What you are asked to do:
In the part that opens with the line containing "Find the crowd" and closes with the line containing "300 583 L 346", switch "instance" to "object". Give those lines again with nothing else changed.

- - - - - - -

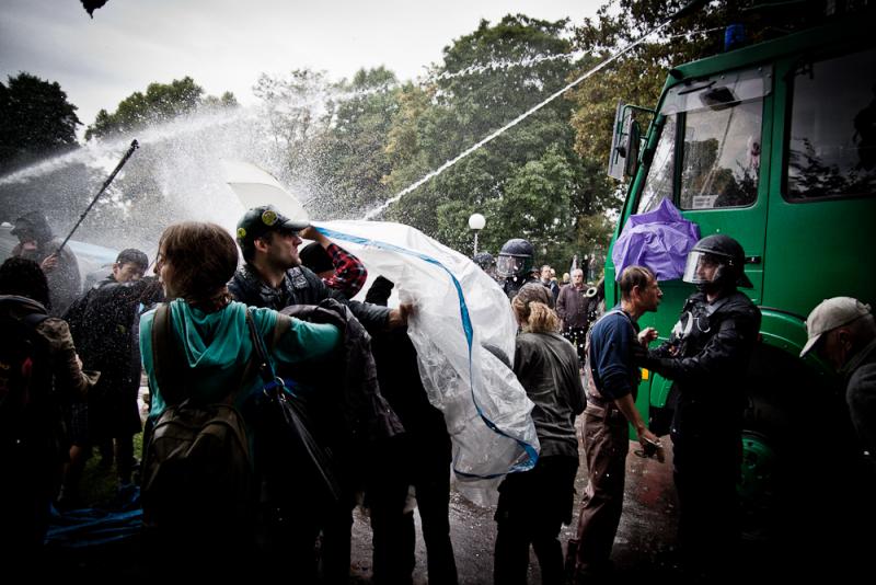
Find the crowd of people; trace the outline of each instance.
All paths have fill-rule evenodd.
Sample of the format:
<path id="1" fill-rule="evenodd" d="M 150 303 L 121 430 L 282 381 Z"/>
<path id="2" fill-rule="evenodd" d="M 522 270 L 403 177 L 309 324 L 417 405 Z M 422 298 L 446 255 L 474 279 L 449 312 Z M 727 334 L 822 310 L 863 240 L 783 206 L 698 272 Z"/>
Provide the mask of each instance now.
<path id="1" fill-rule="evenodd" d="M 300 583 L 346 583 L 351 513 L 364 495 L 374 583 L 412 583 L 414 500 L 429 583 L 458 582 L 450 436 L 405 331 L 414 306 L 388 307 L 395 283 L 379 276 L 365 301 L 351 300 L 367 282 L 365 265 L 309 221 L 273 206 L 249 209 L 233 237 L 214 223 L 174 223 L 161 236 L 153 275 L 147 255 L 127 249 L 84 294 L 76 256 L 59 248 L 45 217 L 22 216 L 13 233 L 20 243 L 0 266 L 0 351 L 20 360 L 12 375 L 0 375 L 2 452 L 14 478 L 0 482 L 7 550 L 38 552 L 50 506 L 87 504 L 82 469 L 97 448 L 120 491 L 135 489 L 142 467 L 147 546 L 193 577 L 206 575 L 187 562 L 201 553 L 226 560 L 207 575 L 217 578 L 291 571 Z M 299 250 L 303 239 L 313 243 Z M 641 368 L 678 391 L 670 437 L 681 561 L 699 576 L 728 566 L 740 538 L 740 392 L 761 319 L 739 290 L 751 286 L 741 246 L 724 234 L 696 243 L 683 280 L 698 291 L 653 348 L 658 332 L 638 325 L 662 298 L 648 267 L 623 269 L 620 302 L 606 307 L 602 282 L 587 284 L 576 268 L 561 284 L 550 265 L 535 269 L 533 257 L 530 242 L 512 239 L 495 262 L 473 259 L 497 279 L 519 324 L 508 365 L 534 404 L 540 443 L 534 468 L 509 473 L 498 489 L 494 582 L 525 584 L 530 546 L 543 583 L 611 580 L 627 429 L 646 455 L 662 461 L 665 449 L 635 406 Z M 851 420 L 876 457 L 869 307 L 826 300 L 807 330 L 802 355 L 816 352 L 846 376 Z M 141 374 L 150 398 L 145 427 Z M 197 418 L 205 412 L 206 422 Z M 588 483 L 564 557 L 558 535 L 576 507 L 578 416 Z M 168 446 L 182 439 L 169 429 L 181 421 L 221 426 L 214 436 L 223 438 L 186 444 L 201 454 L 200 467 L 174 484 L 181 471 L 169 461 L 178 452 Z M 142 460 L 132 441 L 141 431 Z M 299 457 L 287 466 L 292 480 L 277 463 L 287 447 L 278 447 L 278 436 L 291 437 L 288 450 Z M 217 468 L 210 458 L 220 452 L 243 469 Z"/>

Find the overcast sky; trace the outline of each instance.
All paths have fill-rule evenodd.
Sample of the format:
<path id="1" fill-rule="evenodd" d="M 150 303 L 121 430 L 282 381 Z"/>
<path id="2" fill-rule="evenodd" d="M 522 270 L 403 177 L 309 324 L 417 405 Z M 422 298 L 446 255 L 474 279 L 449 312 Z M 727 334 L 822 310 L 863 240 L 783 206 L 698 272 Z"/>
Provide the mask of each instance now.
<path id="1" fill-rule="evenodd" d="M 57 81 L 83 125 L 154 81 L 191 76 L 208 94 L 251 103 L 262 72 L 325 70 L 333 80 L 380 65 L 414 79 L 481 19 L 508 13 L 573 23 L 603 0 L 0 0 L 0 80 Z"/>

- - - - - - -

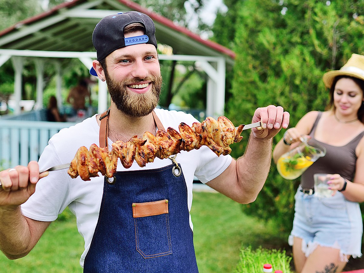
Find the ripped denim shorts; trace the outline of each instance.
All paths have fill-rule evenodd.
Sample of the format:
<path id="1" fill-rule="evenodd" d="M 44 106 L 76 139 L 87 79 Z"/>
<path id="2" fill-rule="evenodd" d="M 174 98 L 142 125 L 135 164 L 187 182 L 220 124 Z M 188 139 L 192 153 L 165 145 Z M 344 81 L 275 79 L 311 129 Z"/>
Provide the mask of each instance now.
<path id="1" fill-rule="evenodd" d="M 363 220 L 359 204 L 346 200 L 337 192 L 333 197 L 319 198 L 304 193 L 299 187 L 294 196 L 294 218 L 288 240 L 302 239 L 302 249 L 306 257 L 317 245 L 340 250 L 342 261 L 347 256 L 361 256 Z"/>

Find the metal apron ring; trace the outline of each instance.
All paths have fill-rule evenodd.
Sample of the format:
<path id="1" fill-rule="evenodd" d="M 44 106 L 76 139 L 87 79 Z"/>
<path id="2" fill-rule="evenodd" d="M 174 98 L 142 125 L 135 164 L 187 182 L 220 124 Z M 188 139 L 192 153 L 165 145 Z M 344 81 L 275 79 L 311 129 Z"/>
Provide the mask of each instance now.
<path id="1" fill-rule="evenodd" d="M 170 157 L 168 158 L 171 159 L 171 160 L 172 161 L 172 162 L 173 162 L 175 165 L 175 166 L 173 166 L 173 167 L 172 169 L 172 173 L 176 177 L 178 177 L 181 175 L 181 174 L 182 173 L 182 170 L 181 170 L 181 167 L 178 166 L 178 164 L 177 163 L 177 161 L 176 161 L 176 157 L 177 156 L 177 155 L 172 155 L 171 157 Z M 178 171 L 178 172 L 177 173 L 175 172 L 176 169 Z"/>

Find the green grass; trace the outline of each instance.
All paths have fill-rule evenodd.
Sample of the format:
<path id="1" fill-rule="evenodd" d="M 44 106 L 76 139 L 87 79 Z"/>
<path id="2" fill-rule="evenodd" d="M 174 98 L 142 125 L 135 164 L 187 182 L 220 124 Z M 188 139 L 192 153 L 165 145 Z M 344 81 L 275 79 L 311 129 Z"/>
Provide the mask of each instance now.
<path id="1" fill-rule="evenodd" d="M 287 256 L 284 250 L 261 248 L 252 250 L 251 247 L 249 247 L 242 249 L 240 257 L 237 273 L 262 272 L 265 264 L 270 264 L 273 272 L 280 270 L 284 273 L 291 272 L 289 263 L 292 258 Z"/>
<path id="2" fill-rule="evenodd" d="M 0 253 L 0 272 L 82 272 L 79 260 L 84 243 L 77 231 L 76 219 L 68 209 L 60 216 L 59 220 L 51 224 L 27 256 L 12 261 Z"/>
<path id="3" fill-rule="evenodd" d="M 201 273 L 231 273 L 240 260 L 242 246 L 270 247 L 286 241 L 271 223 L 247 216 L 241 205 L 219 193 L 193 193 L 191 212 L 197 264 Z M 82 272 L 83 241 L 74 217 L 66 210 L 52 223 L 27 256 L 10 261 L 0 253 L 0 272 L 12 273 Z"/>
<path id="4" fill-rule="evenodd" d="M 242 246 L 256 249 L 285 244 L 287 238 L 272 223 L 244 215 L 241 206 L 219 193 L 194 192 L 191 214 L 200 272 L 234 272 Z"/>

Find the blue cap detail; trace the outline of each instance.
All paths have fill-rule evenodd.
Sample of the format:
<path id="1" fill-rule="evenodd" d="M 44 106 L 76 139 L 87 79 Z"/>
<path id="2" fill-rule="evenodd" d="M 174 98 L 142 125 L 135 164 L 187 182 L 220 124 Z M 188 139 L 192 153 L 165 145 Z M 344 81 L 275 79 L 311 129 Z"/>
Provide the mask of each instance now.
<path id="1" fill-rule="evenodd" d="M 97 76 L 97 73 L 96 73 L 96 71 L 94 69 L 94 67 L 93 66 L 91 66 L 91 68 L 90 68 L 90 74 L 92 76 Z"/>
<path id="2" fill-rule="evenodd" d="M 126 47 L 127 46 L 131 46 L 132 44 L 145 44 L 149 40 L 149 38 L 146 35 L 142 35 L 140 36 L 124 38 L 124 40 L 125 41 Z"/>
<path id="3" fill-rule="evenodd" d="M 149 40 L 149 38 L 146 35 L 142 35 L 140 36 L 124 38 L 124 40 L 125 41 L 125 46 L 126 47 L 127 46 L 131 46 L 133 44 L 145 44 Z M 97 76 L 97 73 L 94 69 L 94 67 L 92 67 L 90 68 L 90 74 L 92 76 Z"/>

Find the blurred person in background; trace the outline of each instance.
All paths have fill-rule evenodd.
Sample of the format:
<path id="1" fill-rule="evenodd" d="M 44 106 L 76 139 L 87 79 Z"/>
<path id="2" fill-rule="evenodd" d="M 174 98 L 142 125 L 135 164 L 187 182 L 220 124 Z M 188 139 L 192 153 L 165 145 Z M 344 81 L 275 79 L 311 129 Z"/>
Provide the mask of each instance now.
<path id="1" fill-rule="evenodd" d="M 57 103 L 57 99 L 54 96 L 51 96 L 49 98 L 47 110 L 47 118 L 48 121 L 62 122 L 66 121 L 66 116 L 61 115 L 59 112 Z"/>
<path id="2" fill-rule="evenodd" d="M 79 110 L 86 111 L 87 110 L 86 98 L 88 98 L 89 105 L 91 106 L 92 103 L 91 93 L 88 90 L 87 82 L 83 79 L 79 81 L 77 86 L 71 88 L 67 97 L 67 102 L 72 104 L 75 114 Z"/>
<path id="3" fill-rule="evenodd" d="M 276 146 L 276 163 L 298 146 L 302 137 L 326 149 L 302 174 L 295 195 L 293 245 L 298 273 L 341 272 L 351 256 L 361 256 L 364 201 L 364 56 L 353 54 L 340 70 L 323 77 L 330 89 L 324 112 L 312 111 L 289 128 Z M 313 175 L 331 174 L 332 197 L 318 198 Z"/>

- - - - - - -

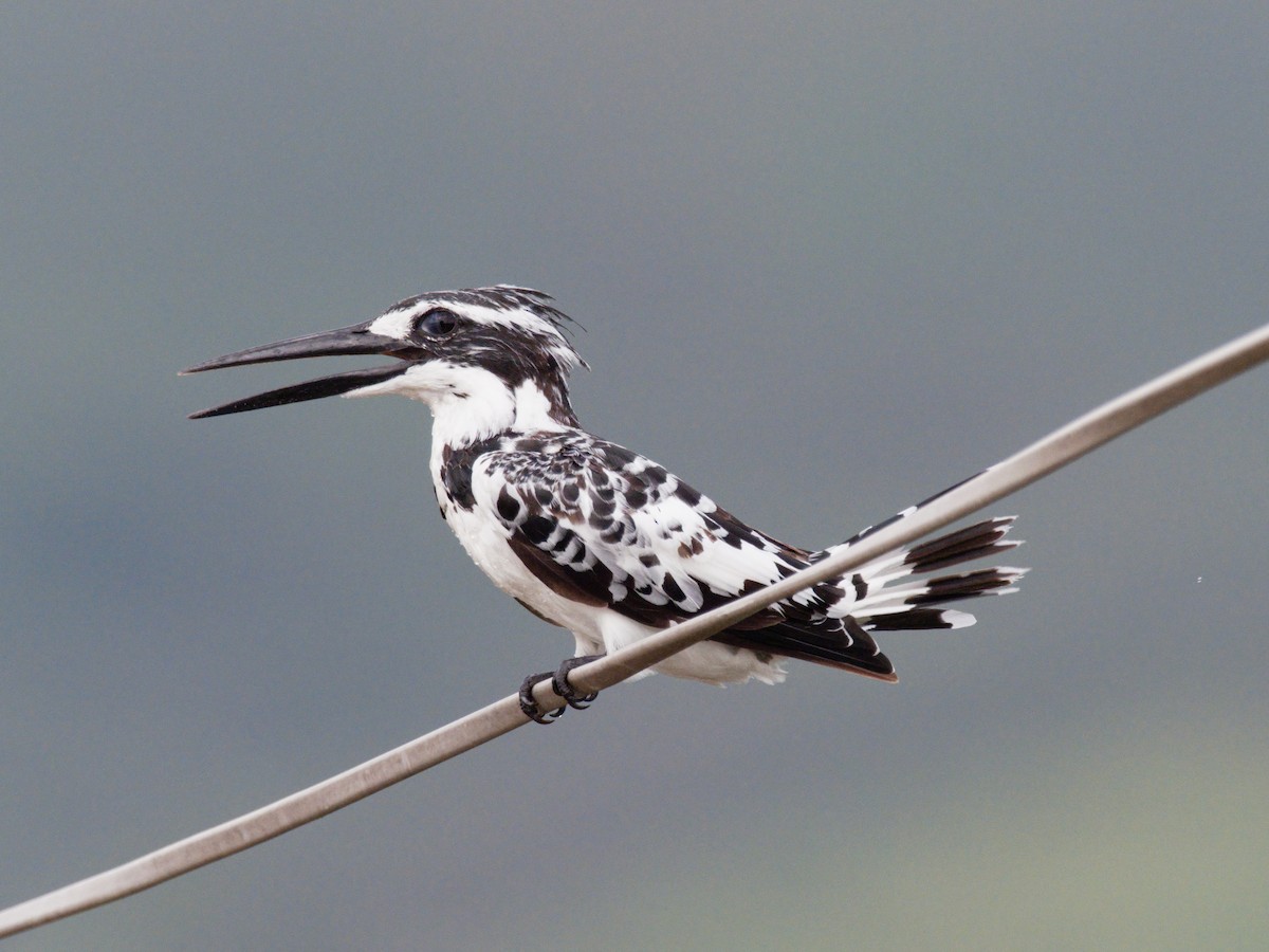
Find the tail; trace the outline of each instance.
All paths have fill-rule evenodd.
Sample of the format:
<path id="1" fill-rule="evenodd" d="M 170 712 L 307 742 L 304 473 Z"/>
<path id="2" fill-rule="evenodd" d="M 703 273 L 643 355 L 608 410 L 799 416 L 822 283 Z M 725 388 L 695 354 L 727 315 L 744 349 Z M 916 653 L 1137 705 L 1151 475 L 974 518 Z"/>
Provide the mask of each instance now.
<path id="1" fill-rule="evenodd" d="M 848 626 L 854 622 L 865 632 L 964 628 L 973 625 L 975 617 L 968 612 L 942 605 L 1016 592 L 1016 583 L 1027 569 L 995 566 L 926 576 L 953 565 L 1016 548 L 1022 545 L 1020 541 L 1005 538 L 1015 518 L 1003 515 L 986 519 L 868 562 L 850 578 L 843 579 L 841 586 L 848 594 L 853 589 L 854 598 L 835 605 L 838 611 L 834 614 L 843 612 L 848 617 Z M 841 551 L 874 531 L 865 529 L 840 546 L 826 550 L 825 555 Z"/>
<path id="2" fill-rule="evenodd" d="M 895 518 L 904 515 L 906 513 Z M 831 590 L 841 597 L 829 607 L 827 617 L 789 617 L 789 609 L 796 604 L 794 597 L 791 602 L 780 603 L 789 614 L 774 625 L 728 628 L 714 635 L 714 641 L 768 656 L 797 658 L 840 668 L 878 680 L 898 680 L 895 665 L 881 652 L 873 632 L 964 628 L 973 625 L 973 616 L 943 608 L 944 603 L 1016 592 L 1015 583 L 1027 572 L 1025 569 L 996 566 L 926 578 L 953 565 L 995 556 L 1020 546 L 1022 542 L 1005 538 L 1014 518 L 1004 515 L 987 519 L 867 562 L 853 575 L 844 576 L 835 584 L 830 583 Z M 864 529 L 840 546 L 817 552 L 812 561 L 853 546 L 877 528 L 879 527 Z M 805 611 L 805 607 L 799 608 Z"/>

- - - - - - -

Written solution:
Find the crowd of people; trace the outline of each object.
All paths have fill-rule evenodd.
Sample of the format:
<path id="1" fill-rule="evenodd" d="M 150 303 L 121 430 L 282 381 Z"/>
<path id="2" fill-rule="evenodd" d="M 522 270 L 403 177 L 309 324 L 417 405 Z M 422 298 L 446 255 L 474 279 L 449 312 Z M 727 334 L 822 310 L 863 240 L 783 206 L 698 272 Z"/>
Provide the mask of each object now.
<path id="1" fill-rule="evenodd" d="M 300 583 L 346 583 L 351 513 L 364 495 L 374 583 L 412 583 L 414 500 L 429 583 L 458 582 L 450 436 L 405 331 L 414 306 L 388 307 L 395 283 L 379 276 L 365 301 L 351 300 L 367 282 L 365 265 L 309 221 L 273 206 L 249 209 L 233 237 L 214 223 L 174 223 L 161 236 L 153 275 L 147 255 L 127 249 L 84 294 L 76 256 L 59 248 L 45 217 L 22 216 L 13 233 L 20 243 L 0 266 L 0 351 L 20 360 L 12 375 L 0 375 L 2 452 L 14 478 L 0 482 L 7 550 L 38 552 L 50 506 L 87 504 L 82 469 L 97 448 L 120 491 L 135 489 L 142 467 L 147 546 L 193 577 L 206 575 L 187 562 L 201 553 L 226 560 L 207 575 L 217 578 L 291 571 Z M 299 250 L 303 239 L 313 243 Z M 641 368 L 678 391 L 670 437 L 681 561 L 699 576 L 728 566 L 740 538 L 740 392 L 761 319 L 739 290 L 751 286 L 741 246 L 724 234 L 696 243 L 683 280 L 698 291 L 653 348 L 658 332 L 638 325 L 662 298 L 648 267 L 623 269 L 620 302 L 606 307 L 602 282 L 587 284 L 576 268 L 561 284 L 550 265 L 535 269 L 533 257 L 530 242 L 512 239 L 495 262 L 473 259 L 497 279 L 519 324 L 508 365 L 534 404 L 540 443 L 534 468 L 509 473 L 498 489 L 494 582 L 525 584 L 530 546 L 543 583 L 611 580 L 627 429 L 646 455 L 662 461 L 665 449 L 635 406 Z M 851 420 L 876 457 L 869 307 L 826 300 L 807 330 L 802 355 L 816 352 L 846 376 Z M 141 374 L 150 398 L 145 427 Z M 197 418 L 205 412 L 206 422 Z M 588 483 L 564 557 L 558 535 L 576 507 L 578 416 Z M 168 446 L 182 439 L 169 429 L 181 421 L 221 426 L 214 436 L 223 438 L 186 444 L 201 454 L 200 467 L 174 484 L 181 471 L 169 461 L 178 452 Z M 142 460 L 132 441 L 141 431 Z M 299 457 L 287 466 L 292 480 L 277 463 L 287 447 L 278 447 L 278 436 L 291 437 L 288 450 Z M 217 468 L 210 458 L 220 452 L 243 469 Z"/>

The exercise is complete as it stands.